__Data entries__:
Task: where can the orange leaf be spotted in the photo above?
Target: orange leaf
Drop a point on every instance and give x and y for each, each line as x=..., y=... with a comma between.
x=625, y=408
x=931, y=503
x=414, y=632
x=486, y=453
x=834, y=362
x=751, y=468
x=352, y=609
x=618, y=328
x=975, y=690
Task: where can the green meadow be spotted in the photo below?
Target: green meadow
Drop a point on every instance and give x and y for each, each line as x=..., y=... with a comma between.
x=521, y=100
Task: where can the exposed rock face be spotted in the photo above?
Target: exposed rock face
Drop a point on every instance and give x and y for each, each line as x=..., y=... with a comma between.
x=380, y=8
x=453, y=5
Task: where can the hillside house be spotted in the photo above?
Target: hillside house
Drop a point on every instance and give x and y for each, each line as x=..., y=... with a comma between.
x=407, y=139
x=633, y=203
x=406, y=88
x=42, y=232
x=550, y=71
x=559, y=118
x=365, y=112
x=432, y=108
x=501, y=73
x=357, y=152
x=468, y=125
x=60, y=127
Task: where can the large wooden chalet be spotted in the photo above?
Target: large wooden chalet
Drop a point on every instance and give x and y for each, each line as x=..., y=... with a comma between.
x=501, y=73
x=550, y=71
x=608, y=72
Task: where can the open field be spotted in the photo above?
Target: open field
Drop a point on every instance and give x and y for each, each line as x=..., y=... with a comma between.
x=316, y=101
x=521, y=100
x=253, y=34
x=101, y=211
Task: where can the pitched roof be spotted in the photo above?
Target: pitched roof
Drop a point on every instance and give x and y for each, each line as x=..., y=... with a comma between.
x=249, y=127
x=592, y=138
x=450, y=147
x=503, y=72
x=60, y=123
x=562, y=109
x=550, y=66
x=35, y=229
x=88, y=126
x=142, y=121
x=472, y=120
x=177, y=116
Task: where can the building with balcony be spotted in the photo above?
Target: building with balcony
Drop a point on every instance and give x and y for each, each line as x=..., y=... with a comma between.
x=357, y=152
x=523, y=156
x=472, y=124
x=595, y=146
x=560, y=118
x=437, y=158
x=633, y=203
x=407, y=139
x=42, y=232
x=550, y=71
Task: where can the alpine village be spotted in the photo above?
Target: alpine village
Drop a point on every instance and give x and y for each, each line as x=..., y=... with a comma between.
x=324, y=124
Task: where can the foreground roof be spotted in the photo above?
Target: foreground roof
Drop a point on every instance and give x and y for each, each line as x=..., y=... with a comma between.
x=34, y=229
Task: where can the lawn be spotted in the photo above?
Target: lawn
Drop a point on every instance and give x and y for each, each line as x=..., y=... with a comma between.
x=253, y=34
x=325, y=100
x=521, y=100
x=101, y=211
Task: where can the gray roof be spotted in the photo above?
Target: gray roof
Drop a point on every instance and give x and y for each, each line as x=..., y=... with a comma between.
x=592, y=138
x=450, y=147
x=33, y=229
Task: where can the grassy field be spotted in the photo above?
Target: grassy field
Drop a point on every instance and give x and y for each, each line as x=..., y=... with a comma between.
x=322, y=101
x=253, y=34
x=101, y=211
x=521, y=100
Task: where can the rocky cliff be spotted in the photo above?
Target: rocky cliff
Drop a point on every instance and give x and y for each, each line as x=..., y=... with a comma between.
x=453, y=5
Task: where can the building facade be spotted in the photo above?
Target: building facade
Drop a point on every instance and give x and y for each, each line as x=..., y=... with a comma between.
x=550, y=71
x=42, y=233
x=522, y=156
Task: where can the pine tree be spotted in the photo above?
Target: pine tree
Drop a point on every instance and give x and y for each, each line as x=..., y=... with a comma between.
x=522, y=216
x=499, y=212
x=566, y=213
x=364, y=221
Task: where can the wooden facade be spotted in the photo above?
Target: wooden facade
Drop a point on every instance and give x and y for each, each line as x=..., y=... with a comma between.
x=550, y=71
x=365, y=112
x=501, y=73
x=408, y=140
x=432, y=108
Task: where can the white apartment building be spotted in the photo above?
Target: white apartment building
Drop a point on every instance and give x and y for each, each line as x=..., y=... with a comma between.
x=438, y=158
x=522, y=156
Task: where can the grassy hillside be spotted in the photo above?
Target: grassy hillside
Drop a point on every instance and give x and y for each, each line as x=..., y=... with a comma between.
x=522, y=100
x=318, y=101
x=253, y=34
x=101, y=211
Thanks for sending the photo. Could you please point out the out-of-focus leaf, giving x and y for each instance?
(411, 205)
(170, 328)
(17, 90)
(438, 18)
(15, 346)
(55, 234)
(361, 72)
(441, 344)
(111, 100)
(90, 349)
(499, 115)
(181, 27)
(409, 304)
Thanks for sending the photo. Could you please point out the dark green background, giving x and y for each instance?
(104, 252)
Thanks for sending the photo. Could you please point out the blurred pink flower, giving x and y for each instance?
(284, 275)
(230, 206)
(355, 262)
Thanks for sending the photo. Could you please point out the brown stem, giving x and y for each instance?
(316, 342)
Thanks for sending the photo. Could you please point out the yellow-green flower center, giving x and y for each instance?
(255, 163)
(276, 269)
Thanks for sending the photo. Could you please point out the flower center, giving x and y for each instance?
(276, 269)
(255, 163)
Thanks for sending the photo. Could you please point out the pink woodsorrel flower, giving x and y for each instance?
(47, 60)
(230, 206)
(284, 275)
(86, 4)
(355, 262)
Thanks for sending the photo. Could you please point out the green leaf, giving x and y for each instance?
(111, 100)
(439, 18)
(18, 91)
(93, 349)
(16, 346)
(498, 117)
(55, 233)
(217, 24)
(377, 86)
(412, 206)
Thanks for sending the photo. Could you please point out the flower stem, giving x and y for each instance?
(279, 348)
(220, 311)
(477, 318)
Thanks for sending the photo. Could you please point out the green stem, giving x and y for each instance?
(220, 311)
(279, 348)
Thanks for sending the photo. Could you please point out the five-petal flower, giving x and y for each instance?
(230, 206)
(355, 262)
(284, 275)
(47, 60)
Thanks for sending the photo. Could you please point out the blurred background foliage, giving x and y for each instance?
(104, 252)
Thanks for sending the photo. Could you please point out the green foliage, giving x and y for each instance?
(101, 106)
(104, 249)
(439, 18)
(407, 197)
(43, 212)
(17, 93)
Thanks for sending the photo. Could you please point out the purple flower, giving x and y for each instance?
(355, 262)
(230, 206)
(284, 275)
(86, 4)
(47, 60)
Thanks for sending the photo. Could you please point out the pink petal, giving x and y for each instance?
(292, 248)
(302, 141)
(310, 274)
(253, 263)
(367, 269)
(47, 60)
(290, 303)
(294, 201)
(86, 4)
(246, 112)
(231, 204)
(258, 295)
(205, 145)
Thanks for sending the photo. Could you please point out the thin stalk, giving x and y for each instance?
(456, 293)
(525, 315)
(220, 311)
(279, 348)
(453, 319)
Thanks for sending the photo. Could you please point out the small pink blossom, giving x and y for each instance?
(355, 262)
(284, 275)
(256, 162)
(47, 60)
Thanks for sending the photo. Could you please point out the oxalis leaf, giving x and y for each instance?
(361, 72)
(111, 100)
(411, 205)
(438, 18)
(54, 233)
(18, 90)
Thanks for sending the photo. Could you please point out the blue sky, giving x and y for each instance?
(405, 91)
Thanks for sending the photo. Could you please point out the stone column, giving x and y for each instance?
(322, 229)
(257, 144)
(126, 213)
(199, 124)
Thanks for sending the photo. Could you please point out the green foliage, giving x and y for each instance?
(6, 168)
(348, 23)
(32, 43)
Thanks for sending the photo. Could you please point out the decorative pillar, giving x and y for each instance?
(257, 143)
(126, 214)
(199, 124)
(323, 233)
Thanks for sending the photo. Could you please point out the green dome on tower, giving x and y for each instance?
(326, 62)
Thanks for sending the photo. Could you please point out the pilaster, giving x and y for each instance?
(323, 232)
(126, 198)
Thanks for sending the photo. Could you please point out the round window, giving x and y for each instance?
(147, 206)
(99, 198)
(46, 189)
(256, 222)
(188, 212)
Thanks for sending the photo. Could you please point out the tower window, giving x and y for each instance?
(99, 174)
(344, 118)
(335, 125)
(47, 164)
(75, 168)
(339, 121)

__Stated problem__: From the line holding "pillar, giving x and y for each instance?" to the last line of the records, quote each line exactly and add nothing.

__Final result__:
Thanks for sending the photo. Could you please point out the decorative pillar, giving x and y for each instance?
(257, 143)
(126, 214)
(199, 124)
(323, 233)
Thanks for sending the photo. Could you please point out the green dome on tower, giving x and y for each instance?
(326, 62)
Thanks for sending the photo. Could you please point out the pilaster, giving x and y for each instance?
(323, 232)
(126, 198)
Thanks for sending the photo. Could you please point out the round window, giving x and y for each instance?
(147, 206)
(99, 198)
(46, 189)
(256, 222)
(188, 212)
Thanks for sending the photo. Could you please point out the tower window, giving x and y for each instance?
(99, 174)
(344, 118)
(335, 125)
(47, 164)
(75, 168)
(339, 121)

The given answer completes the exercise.